Start of AVAILABLE DATA

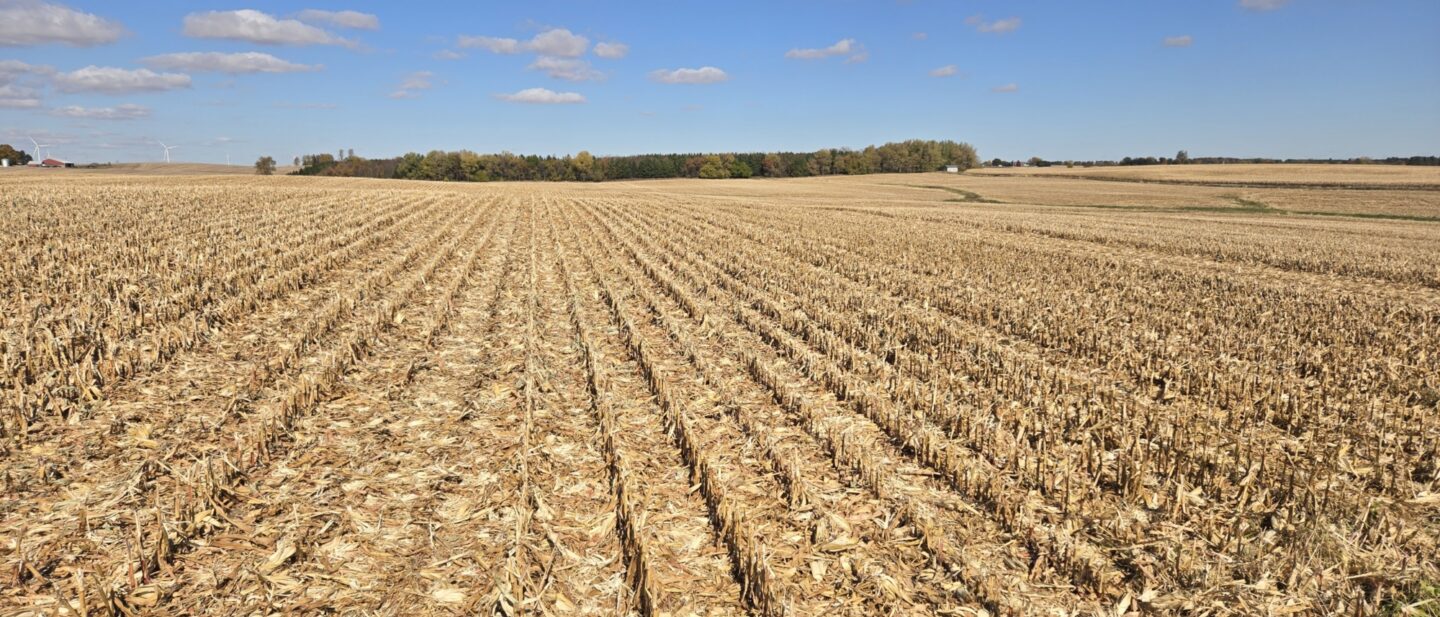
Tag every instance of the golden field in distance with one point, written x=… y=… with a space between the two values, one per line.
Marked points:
x=997 y=392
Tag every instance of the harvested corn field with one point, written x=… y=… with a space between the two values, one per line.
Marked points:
x=882 y=395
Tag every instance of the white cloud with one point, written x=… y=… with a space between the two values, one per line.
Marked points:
x=555 y=42
x=306 y=105
x=127 y=111
x=998 y=26
x=702 y=75
x=33 y=22
x=234 y=64
x=350 y=19
x=1263 y=5
x=844 y=46
x=611 y=51
x=559 y=42
x=542 y=97
x=490 y=43
x=566 y=68
x=10 y=69
x=419 y=80
x=108 y=80
x=15 y=97
x=257 y=28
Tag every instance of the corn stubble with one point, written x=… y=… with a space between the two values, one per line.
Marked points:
x=304 y=395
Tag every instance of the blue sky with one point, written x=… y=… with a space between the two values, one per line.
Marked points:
x=1059 y=80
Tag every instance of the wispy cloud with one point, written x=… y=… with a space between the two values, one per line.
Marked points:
x=841 y=48
x=566 y=68
x=127 y=111
x=559 y=43
x=611 y=51
x=702 y=75
x=350 y=19
x=414 y=82
x=254 y=26
x=306 y=105
x=998 y=26
x=108 y=80
x=555 y=42
x=16 y=97
x=490 y=43
x=542 y=97
x=10 y=69
x=1263 y=5
x=29 y=22
x=234 y=64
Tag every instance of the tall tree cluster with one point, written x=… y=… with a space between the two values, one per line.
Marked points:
x=468 y=166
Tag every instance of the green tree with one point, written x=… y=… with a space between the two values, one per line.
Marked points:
x=16 y=156
x=713 y=169
x=772 y=166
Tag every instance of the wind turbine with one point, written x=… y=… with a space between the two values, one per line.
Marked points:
x=38 y=146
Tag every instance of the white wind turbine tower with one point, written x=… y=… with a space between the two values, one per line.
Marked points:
x=39 y=154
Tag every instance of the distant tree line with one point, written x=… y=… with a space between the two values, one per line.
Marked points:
x=1182 y=157
x=465 y=166
x=15 y=154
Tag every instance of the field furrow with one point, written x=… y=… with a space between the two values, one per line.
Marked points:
x=782 y=397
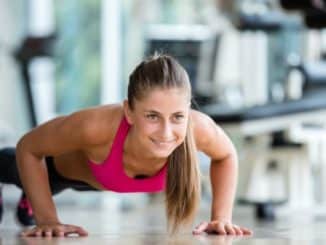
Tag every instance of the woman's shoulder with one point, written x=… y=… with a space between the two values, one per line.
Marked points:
x=101 y=122
x=204 y=128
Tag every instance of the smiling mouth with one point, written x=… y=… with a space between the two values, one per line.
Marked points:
x=162 y=143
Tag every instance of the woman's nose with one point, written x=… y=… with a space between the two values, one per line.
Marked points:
x=167 y=131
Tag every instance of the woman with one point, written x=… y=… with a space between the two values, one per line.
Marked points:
x=147 y=144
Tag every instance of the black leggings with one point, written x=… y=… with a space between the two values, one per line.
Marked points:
x=58 y=183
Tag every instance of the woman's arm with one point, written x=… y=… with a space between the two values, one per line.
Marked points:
x=212 y=140
x=60 y=135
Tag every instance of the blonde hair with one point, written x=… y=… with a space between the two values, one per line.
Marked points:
x=182 y=193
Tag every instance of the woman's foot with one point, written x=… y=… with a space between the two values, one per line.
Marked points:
x=24 y=212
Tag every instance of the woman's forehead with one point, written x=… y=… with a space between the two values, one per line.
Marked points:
x=167 y=100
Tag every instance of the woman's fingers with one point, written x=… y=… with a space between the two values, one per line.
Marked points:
x=54 y=230
x=221 y=228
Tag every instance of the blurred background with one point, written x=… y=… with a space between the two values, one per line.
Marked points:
x=257 y=67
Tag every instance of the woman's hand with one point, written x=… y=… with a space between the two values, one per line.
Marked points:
x=221 y=228
x=54 y=230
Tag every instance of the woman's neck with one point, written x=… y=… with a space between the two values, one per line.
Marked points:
x=135 y=154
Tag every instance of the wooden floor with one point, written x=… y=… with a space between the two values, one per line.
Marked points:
x=146 y=225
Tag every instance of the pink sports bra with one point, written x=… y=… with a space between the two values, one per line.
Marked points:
x=111 y=174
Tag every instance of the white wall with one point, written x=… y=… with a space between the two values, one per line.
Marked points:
x=13 y=113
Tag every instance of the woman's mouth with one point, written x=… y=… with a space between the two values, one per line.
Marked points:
x=162 y=143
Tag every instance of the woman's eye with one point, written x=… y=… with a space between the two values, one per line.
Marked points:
x=151 y=117
x=179 y=117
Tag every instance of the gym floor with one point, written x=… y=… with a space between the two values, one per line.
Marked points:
x=146 y=225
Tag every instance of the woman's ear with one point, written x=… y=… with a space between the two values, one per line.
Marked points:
x=127 y=111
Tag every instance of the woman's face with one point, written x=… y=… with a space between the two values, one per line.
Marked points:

End of AVAILABLE DATA

Copy the data above word for word, leaving out the pictures.

TASK RESULT:
Tag every instance of the golden field in distance with one point, written x=… y=… with a space between the two values, one per line.
Marked points:
x=997 y=392
Tag every instance of the harvested corn field with one point, written x=… y=… with a space between the two values, one per line.
Marked points:
x=882 y=395
Tag every instance of the white cloud with one point, written x=… y=… with a space between the two values, one per line.
Marked points:
x=555 y=42
x=306 y=105
x=127 y=111
x=998 y=26
x=702 y=75
x=33 y=22
x=234 y=64
x=350 y=19
x=1263 y=5
x=844 y=46
x=611 y=51
x=559 y=42
x=542 y=97
x=490 y=43
x=566 y=68
x=10 y=69
x=419 y=80
x=108 y=80
x=15 y=97
x=257 y=28
Tag every instance of the corn stubble with one point, written x=… y=… with a space between the two values, one per line.
Marked points:
x=304 y=395
Tag every instance of the blue sky with one point, written x=… y=… with a space between the two values, one per line.
Marked points:
x=1059 y=80
Tag every instance of the wispy cloud with one point, written x=… y=… with a space between the two values, one per line.
Marked points:
x=841 y=48
x=566 y=68
x=127 y=111
x=559 y=43
x=611 y=51
x=702 y=75
x=350 y=19
x=414 y=82
x=254 y=26
x=306 y=105
x=998 y=26
x=108 y=80
x=555 y=42
x=16 y=97
x=490 y=43
x=542 y=97
x=10 y=69
x=1263 y=5
x=29 y=22
x=234 y=64
Tag every instance of the tall tree cluster with one point, written x=… y=… with a space between the two values, one per line.
Marked points:
x=468 y=166
Tag every instance of the green tree with one point, written x=… y=… with a space between the two values, one per line.
Marked points:
x=16 y=156
x=713 y=169
x=772 y=166
Tag every instance of the wind turbine with one point, written x=… y=… with a space between the two values, one per line.
Marked points:
x=38 y=146
Tag every instance of the white wind turbine tower with one point, written x=… y=… with a space between the two values, one per line.
Marked points:
x=39 y=154
Tag every instance of the distant tree line with one point, written x=… y=… with a space between the two values, one per line.
Marked points:
x=1182 y=157
x=465 y=166
x=15 y=154
Tag every instance of the field furrow with one point, written x=… y=… with a space between the two values, one per line.
Marked points:
x=782 y=397
Tag every instance of the woman's shoulder with one point, written x=… y=… with a space between the two values, one per line.
Marked points:
x=101 y=122
x=204 y=128
Tag every instance of the smiling mouth with one point, written x=… y=… with a space between the two values, one per line.
Marked points:
x=162 y=143
Tag every instance of the woman's nose with one point, written x=… y=… with a space between the two values, one per line.
Marked points:
x=167 y=131
Tag every instance of the woman with one point, written x=… y=… with a space between the two values, one per line.
Marked points:
x=147 y=144
Tag every instance of the black leggings with one point, written x=… y=… with a space between the two values, one per line.
Marked points:
x=58 y=183
Tag every instance of the woman's arm with one point, written x=… y=… with a space between the two values, one per line.
Marked points:
x=212 y=140
x=60 y=135
Tag every instance of the blonde hair with one point, written x=… y=… with a space between the two values, one per line.
Marked points:
x=182 y=193
Tag every instance of the woman's foot with one point, written x=… y=… with a space between the two values, one per line.
Marked points:
x=24 y=212
Tag every instance of the woman's forehead with one point, written x=… y=… with a space between the two values, one per line.
Marked points:
x=167 y=100
Tag every instance of the woman's fingers with one point, written x=… y=… with a space between the two values, one per line.
Marked points:
x=54 y=230
x=221 y=228
Tag every instance of the blurred background with one point, written x=… y=… with a space between the two values, one per line.
Marked points:
x=257 y=67
Tag every instance of the woman's hand with one point, written x=… y=… with a space between the two values, one per line.
Marked points:
x=221 y=228
x=54 y=230
Tag every instance of the woman's neck with one point, written x=… y=… with a space between the two values, one per line.
Marked points:
x=135 y=154
Tag every instance of the wooden floor with one point, written x=… y=… with a space between the two values, one per line.
Marked points:
x=146 y=225
Tag every instance of the pink sports bra with one point, written x=… y=… with a space between the two values, one per line.
Marked points:
x=111 y=174
Tag every instance of the white wall with one point, written x=… y=… with a space between the two values, one per line.
Marked points:
x=13 y=113
Tag every instance of the woman's mouth with one point, written x=… y=… with a space between the two values, one per line.
Marked points:
x=162 y=143
Tag every instance of the woman's eye with one point, written x=… y=… with a space between the two values, one per line.
Marked points:
x=151 y=117
x=179 y=117
Tag every instance of the gym floor with one point, written x=… y=… with a space between the two values, one per line.
Marked points:
x=146 y=225
Tag every instance of the woman's ear with one point, written x=… y=… with a space between the two values, one per line.
Marked points:
x=127 y=111
Tag every instance of the woman's face with one point, written x=… y=… with a space between the two values, one per line.
Marked points:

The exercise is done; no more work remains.